**Prompt**
Pick out each line of the listing below that contains the word "frame" and copy it. Letter case matters.
##### Working data
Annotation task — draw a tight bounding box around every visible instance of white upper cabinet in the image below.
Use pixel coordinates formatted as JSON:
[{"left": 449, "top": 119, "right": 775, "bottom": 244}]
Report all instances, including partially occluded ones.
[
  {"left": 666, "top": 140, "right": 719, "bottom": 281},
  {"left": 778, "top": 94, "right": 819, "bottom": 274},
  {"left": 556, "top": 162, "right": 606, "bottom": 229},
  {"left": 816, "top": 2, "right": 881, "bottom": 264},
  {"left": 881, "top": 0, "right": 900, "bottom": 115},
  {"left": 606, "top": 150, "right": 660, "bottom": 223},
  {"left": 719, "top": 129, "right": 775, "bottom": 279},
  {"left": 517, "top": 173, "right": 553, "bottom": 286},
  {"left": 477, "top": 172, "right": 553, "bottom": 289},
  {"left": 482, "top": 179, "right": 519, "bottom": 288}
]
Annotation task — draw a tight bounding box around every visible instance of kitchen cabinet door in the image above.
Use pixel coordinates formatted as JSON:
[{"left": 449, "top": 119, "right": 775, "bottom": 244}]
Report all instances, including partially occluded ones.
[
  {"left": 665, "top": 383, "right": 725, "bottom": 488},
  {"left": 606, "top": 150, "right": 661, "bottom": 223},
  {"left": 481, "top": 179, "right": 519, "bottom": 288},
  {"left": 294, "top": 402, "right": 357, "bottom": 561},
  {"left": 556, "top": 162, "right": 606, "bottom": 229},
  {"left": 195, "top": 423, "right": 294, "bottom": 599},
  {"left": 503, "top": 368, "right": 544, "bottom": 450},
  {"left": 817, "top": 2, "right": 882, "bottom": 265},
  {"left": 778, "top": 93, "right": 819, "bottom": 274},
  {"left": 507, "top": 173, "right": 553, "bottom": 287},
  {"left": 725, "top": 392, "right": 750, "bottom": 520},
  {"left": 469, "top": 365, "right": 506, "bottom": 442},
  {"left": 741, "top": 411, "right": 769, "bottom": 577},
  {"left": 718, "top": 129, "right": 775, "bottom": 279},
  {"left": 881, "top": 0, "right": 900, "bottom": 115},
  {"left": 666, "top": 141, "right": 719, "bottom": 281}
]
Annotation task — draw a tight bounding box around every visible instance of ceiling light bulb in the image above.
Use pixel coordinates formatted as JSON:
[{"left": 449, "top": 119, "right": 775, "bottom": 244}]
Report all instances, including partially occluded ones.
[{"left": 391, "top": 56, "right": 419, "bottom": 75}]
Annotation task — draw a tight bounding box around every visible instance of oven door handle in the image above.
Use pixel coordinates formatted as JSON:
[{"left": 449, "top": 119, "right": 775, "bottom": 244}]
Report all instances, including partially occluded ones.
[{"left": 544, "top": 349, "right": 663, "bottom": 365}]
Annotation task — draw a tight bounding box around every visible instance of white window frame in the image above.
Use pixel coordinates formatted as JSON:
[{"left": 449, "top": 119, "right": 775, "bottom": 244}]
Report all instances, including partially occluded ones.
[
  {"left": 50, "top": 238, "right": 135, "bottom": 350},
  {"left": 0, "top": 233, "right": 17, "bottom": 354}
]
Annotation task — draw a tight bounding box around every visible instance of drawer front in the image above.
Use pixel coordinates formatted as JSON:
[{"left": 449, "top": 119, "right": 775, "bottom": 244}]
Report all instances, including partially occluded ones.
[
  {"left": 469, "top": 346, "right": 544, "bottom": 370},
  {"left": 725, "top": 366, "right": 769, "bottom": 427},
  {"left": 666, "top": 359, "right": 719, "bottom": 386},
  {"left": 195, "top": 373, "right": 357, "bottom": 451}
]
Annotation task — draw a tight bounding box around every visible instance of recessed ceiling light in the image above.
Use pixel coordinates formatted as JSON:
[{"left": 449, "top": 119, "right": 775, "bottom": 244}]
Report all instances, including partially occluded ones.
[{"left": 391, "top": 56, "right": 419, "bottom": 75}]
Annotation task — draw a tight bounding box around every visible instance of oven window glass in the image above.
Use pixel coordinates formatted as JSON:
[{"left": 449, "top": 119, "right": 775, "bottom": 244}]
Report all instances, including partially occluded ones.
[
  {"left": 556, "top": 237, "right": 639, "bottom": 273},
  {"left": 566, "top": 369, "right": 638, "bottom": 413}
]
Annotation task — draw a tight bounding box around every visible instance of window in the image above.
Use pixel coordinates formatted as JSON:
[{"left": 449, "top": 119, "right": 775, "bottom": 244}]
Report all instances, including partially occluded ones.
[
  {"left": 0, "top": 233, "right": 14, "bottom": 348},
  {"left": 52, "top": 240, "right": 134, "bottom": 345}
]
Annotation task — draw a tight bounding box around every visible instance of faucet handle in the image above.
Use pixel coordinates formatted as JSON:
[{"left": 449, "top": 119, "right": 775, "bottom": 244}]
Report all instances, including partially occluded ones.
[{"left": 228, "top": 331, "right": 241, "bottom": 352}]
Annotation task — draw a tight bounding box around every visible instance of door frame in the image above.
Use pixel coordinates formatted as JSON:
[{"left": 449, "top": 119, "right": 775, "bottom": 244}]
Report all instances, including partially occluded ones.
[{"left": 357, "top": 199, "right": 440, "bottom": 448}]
##########
**Complete answer**
Annotation task — draw a tight bounding box around every visible instance of white window frame in the image above.
Annotation task — draw a tight bounding box around every visible instance of door frame in the image above.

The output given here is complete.